Start of RECORDED DATA
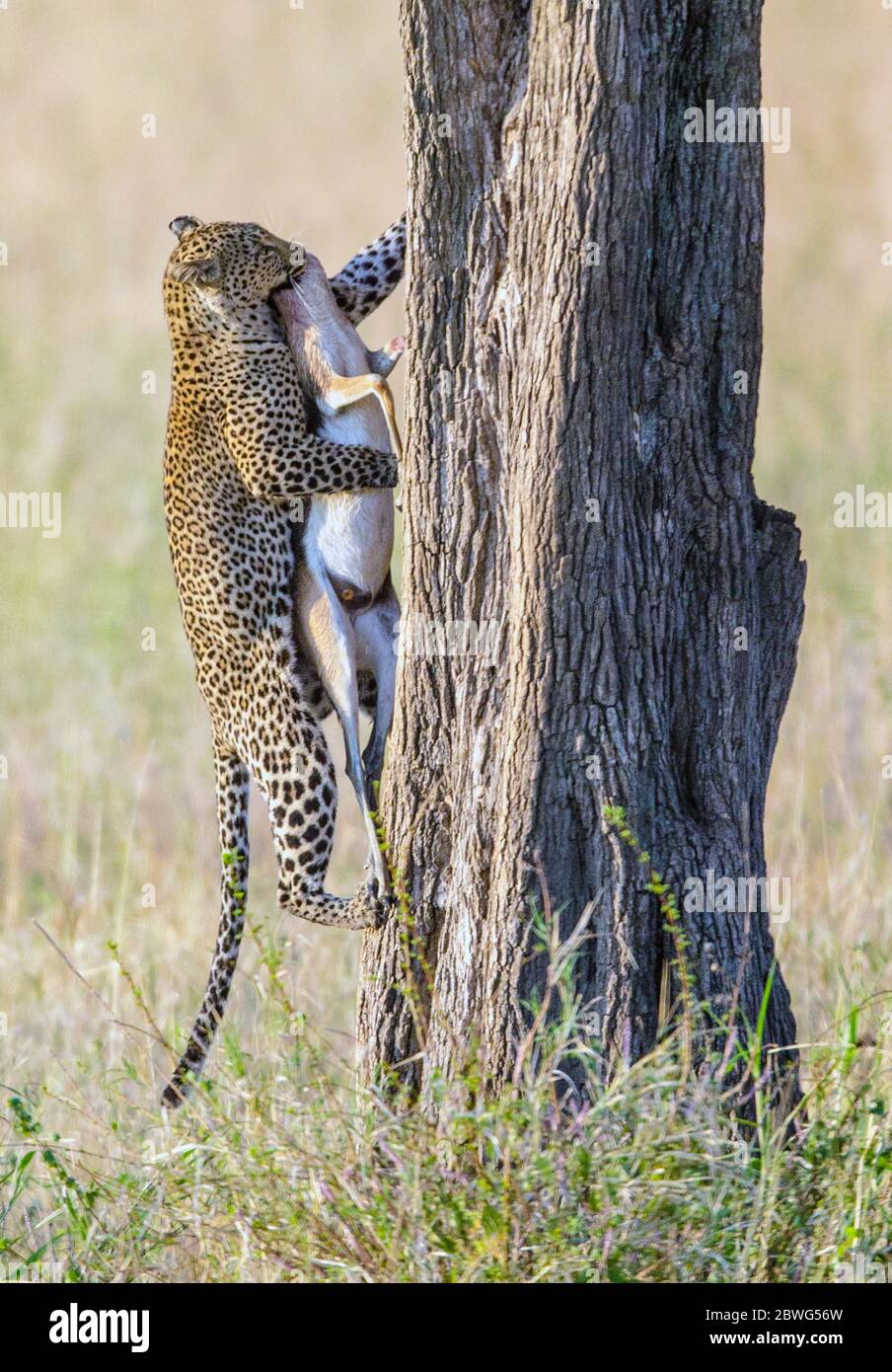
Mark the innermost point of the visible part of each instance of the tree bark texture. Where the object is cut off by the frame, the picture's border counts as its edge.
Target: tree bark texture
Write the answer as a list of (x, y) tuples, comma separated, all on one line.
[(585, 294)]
End of RECORDED DATA
Start of RECORDED DATA
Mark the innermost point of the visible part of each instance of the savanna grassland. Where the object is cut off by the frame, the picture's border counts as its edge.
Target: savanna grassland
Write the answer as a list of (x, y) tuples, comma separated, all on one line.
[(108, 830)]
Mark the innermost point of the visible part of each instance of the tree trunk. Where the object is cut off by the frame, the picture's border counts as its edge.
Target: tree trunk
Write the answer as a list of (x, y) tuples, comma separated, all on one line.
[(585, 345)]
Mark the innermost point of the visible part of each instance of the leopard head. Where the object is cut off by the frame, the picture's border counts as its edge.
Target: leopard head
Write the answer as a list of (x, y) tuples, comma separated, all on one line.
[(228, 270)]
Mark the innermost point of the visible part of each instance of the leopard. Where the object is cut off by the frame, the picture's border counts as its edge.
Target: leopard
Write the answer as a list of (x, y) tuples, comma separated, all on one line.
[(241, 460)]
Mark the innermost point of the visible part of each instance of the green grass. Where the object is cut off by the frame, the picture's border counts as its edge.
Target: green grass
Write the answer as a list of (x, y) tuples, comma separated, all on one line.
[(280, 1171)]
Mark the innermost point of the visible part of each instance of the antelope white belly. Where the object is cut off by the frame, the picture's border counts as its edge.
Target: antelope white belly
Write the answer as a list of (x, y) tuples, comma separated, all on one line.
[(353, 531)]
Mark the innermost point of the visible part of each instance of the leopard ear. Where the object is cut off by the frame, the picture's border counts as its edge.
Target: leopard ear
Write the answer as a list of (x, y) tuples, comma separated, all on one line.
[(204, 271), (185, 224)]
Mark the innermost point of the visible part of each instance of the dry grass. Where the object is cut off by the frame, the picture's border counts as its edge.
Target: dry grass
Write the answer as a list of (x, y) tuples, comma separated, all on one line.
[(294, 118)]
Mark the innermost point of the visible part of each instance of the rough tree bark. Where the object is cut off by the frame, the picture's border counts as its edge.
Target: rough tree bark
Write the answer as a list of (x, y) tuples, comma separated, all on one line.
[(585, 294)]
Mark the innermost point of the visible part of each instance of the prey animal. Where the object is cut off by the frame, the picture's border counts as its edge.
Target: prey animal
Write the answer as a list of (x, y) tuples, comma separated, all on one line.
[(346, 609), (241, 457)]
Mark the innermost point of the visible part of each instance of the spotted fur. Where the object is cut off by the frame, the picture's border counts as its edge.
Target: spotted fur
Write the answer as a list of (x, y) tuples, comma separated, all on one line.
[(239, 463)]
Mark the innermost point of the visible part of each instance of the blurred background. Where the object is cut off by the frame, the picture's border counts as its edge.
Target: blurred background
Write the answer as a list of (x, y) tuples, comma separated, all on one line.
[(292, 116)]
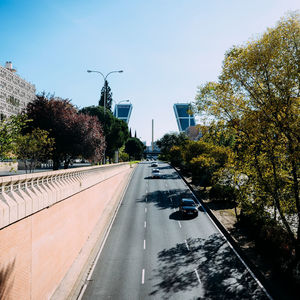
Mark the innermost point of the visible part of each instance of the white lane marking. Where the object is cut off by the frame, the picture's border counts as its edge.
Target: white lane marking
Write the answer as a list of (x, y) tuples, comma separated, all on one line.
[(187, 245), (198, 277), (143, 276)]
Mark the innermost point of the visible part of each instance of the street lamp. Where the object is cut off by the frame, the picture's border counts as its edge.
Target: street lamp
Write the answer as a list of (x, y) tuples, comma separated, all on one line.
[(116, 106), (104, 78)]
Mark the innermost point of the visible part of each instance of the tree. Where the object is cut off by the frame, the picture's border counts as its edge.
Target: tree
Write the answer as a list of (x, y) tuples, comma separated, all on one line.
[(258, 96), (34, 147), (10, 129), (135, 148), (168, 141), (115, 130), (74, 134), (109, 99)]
End of RECORDED DATA
If a line in the entries above includes "grassland", count it; report the total alone.

▸ FINISHED TASK
2